Assignment:
When a line of the entries contains "child", please list that line.

Supplied material:
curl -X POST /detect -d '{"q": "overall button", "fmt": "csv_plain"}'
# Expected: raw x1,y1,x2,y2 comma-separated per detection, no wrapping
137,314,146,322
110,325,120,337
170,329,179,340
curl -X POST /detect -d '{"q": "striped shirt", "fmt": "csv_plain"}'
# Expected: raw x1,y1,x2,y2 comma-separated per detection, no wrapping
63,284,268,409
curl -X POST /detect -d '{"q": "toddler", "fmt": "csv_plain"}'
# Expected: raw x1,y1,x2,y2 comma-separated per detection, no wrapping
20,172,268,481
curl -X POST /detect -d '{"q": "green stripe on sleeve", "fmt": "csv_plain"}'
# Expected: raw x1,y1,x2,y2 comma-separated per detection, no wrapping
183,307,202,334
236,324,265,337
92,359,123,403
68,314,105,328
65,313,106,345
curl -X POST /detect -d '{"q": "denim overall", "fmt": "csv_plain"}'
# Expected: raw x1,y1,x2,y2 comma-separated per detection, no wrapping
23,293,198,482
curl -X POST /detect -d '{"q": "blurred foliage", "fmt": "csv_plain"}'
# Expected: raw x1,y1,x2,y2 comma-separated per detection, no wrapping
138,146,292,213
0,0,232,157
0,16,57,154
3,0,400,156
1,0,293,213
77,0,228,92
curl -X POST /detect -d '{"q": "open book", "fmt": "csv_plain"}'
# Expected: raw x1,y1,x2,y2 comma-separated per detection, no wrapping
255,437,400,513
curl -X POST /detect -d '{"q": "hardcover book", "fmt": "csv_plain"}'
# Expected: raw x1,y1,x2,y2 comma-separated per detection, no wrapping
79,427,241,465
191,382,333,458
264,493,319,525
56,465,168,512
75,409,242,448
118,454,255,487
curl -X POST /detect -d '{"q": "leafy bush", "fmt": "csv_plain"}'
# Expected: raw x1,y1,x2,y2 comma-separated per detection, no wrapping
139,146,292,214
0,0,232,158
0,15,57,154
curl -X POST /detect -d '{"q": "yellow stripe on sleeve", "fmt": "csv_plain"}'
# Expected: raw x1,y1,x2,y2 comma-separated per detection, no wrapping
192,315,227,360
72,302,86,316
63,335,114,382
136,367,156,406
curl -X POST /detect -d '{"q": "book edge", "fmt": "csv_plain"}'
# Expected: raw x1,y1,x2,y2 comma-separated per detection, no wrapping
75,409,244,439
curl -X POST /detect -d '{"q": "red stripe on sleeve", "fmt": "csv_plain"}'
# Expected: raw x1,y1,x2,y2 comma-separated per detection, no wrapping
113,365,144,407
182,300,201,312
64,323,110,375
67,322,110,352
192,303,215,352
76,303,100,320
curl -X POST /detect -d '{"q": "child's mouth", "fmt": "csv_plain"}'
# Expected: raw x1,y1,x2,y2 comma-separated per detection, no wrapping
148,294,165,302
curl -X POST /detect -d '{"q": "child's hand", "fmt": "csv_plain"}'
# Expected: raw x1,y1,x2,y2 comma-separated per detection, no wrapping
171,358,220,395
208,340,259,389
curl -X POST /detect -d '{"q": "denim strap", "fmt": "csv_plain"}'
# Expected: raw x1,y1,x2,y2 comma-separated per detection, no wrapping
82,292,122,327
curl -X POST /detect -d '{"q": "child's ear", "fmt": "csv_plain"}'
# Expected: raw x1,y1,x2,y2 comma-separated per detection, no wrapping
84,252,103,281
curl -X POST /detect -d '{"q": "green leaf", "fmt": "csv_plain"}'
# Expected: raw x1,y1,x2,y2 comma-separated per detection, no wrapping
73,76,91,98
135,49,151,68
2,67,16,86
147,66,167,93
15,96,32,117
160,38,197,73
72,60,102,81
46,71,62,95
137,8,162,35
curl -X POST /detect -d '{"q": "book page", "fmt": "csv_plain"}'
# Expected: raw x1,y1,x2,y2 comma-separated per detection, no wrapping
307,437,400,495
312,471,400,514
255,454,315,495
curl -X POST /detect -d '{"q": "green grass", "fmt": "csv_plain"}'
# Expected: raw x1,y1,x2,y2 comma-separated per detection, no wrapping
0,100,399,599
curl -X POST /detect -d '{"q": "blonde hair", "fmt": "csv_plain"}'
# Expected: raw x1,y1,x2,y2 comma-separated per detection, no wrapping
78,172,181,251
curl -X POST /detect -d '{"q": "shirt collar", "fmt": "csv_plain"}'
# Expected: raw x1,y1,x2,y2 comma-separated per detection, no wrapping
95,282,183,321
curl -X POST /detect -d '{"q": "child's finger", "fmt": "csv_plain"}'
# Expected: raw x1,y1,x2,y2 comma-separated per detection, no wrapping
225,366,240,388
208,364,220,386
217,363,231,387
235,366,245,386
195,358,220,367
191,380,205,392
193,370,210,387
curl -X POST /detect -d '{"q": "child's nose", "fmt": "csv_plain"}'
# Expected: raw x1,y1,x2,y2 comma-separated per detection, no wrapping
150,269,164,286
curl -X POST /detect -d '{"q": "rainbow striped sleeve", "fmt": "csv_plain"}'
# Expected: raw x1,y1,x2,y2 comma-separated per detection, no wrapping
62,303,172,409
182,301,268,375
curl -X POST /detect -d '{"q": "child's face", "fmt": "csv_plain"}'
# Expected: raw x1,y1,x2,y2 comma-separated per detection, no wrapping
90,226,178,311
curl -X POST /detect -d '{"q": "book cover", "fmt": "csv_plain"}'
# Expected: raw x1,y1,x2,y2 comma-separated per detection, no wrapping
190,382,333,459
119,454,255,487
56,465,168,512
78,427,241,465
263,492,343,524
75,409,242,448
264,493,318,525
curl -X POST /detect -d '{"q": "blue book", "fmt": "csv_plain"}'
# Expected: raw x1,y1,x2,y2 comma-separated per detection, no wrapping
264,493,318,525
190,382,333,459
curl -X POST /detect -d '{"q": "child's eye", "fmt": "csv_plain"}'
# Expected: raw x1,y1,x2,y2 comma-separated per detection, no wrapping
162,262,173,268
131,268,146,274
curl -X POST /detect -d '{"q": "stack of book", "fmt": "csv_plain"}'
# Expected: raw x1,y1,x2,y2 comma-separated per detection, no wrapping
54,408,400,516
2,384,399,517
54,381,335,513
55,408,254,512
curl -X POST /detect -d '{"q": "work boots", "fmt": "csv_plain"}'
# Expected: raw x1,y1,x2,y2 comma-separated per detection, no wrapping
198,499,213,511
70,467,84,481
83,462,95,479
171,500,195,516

Expected output:
curl -X POST /detect -d '{"q": "child's mouth", "fmt": "csv_plain"}'
curl -X POST /detect -d '{"q": "child's hand", "fmt": "csv_plain"}'
curl -X POST /detect -d '{"q": "child's ear", "fmt": "csv_plain"}'
curl -X POST /detect -d '{"q": "child's finger", "fmt": "csv_plain"}'
curl -X POST /detect -d '{"q": "child's nose", "fmt": "csv_plain"}'
curl -X POST /detect -d '{"q": "child's face", "fmt": "csv_plain"}'
curl -X POST /detect -d '{"q": "child's eye", "fmt": "csv_plain"}'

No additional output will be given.